Questions:
[A] From the reunion etiquette post, extract the passage between "8. Don’t ask" and "right person yet.", inclusive.
[B] Answer these questions from the reunion etiquette post:
(i) What question does it recommend asking instead of "How are your parents doing?"
(ii) According to it, many multiples exist without what?
(iii) Besides infertility, what does it list as difficulties women in their thirties may deal with?

━━━━━ Document excerpt

The part I am not that excited about is the inevitable awkward questions that may arise from people I don't really know anymore. Recently hit with the knowledge that I cannot have any more biological children, I am dreading the seemingly innocent question, “So are you going to have more kids?” That got me thinking about all of my other classmates. I am sure there are painful and taboo topics that they all are struggling with in their own lives. Life is really hard for everyone for all different reasons. I am sure they have questions that they may be dreading getting asked themselves. It is not uncommon for women in their thirties to deal not only with infertility, but divorce, unemployment, illness, and loss of a parent, among other things. I came up with a list of ten questions to avoid asking others when mingling at your high school reunion.
Questions to Avoid Asking Others At Your High School Reunion
1.“Do you have kids? Are you planning on having kids (or having more kids)?” You never know who is struggling with infertility, lost a baby, had a miscarriage or just decided for whatever personal reasons they are not having kids. If people have kids, they will share it; if they don’t have kids, your high school reunion is not a good time to explore why, because this topic could be painful.
2. If someone has multiples, don’t ask them, “Did you have fertility treatments?” Even if you are undergoing fertility treatments yourself, that is still a highly personal question to ask someone else. The truth is that many multiples exist without treatments. And many people who have multiples with the help of fertility treatments do not want to share their story.
3. “Oh you have a baby? Are you married? Are you getting married?” People have babies and do not get married to the biological father for a multitude of reasons. Again, the school cafeteria is not a place to grill these hard working single moms about their personal lives.
4. “You have how many children? Oh my goodness you must have your hands full!” Don’t make moms who have big families feel alienated. Congratulate them on their family and ask them how they are doing, rather than assume how their lives are going.
5. “How are your parents doing?” I know many friends who have lost parents since graduation. I also have friends whose parents are dealing with serious illnesses. A better question is, “How is your family doing?” This allows room for the person to say, “They are doing great” without feeling like they have to open up.
6. “Where do you work?” I know it seems like an innocent question, but for someone who may be unemployed, whether recently or not, it could be painful and awkward conversation for them.
7. “Oh my goodness have you lost weight?“ “Have you had work done, you look so different?“ Don’t comment on people’s looks unless it is to say, “You look great.” Some women have gained weight since high school, some have lost weight. Some people have not aged at all, and some may have had a hard couple of years and look much older. Best not to say things like, “You look so skinny now” “You were so skinny in high school” “Wow I wouldn’t have even recognized you.” We all try to look our best at the reunion and we all have insecurities about how we looked in high school and how we look now. It is best not to bring any of those insecurities to the surface.
8. Don’t ask single people, “Are you dating someone?”. If there is someone special in their lives, they may talk about that person, but they also may choose not to. It is also a possibility that they just got out of a relationship or haven’t found the right person yet.

━━━━━━━━━━
━━━━━ Information

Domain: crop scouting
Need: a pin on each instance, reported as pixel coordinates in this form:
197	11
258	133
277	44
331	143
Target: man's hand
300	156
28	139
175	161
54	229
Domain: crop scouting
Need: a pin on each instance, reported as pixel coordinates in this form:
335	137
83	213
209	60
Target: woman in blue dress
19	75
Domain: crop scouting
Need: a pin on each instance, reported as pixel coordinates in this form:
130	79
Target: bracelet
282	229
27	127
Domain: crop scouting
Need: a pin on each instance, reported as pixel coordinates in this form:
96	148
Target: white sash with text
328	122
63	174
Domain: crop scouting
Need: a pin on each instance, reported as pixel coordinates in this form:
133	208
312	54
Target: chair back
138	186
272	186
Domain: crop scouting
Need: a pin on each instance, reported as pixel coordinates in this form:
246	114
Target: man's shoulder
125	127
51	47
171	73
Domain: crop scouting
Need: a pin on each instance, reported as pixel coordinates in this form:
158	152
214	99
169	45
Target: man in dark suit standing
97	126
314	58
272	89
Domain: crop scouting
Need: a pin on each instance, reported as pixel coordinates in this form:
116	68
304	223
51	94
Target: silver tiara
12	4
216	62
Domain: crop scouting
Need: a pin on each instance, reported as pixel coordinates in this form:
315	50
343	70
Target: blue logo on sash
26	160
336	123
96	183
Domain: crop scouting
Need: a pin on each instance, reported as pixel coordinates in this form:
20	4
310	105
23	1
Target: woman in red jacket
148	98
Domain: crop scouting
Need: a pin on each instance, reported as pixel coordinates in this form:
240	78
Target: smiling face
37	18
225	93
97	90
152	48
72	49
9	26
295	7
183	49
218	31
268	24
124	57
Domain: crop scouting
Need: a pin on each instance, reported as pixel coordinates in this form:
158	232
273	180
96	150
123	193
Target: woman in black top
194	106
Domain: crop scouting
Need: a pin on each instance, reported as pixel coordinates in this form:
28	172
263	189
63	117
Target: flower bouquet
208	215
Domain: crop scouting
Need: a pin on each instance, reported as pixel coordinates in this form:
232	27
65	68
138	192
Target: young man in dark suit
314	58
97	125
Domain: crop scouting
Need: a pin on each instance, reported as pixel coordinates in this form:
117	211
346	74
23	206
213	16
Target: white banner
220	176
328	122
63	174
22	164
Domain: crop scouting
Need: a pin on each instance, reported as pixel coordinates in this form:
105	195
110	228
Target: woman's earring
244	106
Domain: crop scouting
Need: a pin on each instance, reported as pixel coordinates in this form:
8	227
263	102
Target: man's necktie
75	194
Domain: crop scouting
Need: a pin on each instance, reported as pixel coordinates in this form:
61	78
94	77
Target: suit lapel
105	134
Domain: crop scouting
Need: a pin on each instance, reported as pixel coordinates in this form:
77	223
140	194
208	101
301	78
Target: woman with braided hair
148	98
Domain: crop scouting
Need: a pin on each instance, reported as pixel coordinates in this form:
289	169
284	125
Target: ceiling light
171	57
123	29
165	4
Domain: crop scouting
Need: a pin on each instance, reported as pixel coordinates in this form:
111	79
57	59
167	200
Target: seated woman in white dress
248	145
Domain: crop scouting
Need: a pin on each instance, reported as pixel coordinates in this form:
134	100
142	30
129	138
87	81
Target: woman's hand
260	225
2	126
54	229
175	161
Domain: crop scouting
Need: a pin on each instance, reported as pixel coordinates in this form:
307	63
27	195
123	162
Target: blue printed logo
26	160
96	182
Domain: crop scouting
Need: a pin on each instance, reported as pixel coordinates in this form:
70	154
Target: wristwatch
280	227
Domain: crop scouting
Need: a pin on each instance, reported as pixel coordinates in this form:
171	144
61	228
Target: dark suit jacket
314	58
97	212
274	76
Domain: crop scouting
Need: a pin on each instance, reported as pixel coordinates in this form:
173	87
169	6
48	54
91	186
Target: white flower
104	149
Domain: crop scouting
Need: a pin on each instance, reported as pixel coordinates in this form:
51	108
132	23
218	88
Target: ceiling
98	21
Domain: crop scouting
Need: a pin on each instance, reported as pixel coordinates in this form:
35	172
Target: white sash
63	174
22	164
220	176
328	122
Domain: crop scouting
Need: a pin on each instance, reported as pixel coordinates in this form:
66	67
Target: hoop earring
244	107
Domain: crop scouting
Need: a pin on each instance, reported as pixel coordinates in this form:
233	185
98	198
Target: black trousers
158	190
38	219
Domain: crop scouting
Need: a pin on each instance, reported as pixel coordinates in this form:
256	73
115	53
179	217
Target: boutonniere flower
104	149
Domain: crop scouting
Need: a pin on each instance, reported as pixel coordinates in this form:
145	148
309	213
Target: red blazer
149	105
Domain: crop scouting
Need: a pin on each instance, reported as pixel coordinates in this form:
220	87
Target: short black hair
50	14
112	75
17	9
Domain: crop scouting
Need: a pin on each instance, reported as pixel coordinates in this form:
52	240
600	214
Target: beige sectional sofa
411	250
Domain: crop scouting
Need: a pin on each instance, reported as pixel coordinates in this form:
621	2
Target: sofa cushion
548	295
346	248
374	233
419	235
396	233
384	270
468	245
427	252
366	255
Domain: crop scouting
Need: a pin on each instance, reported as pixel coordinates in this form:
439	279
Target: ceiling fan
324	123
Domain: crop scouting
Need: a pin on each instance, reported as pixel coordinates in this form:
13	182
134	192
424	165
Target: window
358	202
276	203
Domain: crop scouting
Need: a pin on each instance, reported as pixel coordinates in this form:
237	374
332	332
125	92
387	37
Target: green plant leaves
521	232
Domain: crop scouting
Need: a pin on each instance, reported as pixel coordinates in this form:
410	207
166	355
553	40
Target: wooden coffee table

━━━━━━━━━━

Per-task answers:
[A]
8. Don’t ask single people, “Are you dating someone?”. If there is someone special in their lives, they may talk about that person, but they also may choose not to. It is also a possibility that they just got out of a relationship or haven’t found the right person yet.

[B]
(i) "How is your family doing?"
(ii) Fertility treatments.
(iii) Divorce, unemployment, illness, and loss of a parent, among other things.